REQUESTS:
1: Answer these from the Andrew Lauderdale biography:
(a) At which school did Lauderdale play college football?
(b) On what date did he sign a two-year contract with the San Francisco 49ers?
(c) Which team claimed him off waivers on June 7, 2019?
2: Extend the Andrew Lauderdale biography past its final sentence.

DOCUMENT TEXT:
>> begin

Andrew Lauderdale (born November 22, 1993) is an American football offensive tackle for the Saskatchewan Roughriders of the Canadian Football League (CFL). He played college football at New Hampshire, and was signed by the New Orleans Saints as an undrafted free agent in 2017.

Professional career

New Orleans Saints
Lauderdale was signed by the New Orleans Saints after going undrafted in the 2017 NFL Draft. He was waived by the Saints on May 15, 2017.

San Francisco 49ers
On June 9, 2017, Lauderdale signed a two-year contract with the San Francisco 49ers. He was waived on September 1, 2017. He was re-signed to the 49ers' practice squad on November 6, 2017. He signed a reserve/future contract with the 49ers on January 2, 2018.

On September 1, 2018, Lauderdale was waived by the 49ers.

Buffalo Bills
On December 5, 2018, Lauderdale was signed to the Buffalo Bills practice squad.

Arizona Hotshots
On January 8, 2019, Lauderdale was signed by the Arizona Hotshots of the Alliance of American Football.

Arizona Cardinals
After the AAF suspended football operations, Lauderdale signed with the Arizona Cardinals on April 8, 2019. He was waived on June 6, 2019.

Jacksonville Jaguars
On June 7, 2019, Lauderdale was claimed off waivers by the Jacksonville Jaguars. He was waived on August 11, 2019.

>> end

Rows from a pointing dataset:
>> begin

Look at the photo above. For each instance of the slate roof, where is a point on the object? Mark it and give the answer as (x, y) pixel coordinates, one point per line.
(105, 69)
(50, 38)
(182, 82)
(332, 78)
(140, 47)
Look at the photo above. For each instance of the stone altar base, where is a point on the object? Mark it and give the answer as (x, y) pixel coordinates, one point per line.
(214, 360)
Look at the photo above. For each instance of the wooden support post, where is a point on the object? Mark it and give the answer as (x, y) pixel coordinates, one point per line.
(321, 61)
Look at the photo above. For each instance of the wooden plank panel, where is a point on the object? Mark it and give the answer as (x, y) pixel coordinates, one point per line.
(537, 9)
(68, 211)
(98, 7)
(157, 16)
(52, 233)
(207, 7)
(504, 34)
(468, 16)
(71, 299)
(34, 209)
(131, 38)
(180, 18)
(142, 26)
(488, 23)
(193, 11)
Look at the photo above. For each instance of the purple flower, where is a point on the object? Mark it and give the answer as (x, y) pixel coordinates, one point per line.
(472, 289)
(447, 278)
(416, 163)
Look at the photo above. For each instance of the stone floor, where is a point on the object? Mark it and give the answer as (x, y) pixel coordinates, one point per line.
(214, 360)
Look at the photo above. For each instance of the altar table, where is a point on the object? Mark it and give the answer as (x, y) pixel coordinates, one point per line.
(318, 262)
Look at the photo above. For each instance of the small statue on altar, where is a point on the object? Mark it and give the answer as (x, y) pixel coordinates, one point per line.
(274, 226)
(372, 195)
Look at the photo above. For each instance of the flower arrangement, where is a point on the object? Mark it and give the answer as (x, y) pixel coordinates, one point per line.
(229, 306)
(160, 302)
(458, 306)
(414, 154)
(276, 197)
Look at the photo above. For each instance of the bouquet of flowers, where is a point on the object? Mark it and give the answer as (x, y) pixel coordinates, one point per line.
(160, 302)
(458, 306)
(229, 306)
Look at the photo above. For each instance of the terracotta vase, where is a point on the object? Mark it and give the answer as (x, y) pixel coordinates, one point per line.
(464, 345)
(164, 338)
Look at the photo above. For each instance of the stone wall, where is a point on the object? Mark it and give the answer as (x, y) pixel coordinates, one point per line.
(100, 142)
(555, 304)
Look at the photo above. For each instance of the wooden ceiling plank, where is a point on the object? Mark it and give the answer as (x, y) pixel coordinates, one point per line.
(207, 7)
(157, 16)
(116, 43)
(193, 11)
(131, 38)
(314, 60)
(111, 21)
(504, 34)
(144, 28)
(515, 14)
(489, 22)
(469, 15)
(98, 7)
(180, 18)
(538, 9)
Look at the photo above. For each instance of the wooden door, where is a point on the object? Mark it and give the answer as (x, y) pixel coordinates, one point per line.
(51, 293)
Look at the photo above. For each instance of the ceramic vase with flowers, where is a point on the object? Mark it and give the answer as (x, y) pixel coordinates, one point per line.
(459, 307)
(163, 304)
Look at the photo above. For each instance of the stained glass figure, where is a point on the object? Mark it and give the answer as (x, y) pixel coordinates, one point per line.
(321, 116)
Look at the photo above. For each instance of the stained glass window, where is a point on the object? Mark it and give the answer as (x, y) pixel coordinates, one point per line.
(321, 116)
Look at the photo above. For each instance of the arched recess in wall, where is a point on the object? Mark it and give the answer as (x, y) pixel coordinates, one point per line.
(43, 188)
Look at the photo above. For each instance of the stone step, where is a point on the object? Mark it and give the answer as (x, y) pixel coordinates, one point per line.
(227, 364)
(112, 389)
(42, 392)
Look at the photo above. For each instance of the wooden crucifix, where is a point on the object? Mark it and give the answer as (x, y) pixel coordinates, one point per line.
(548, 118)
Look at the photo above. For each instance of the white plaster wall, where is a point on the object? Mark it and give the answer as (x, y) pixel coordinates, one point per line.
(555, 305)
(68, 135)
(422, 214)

>> end

FINAL ANSWERS:
1:
(a) New Hampshire
(b) June 9, 2017
(c) The Jacksonville Jaguars

2:
San Francisco 49ers (second stint)
On August 21, 2019, Lauderdale was signed by the San Francisco 49ers. He was waived with an injury designation on August 31, 2019. He reverted to injured reserve the next day. He became an unrestricted free agent following the season but did not sign a contract tender.

Saskatchewan Roughriders
On January 22, 2021, Lauderdale was signed by the Saskatchewan Roughriders in the Canadian Football League (CFL). He made his CFL debut in week two of the season, replacing Brett Boyko. He injured his ankle in week 7 and missed the following two games. He was named starter prior to their week 10 matchup against the Calgary Stampeders.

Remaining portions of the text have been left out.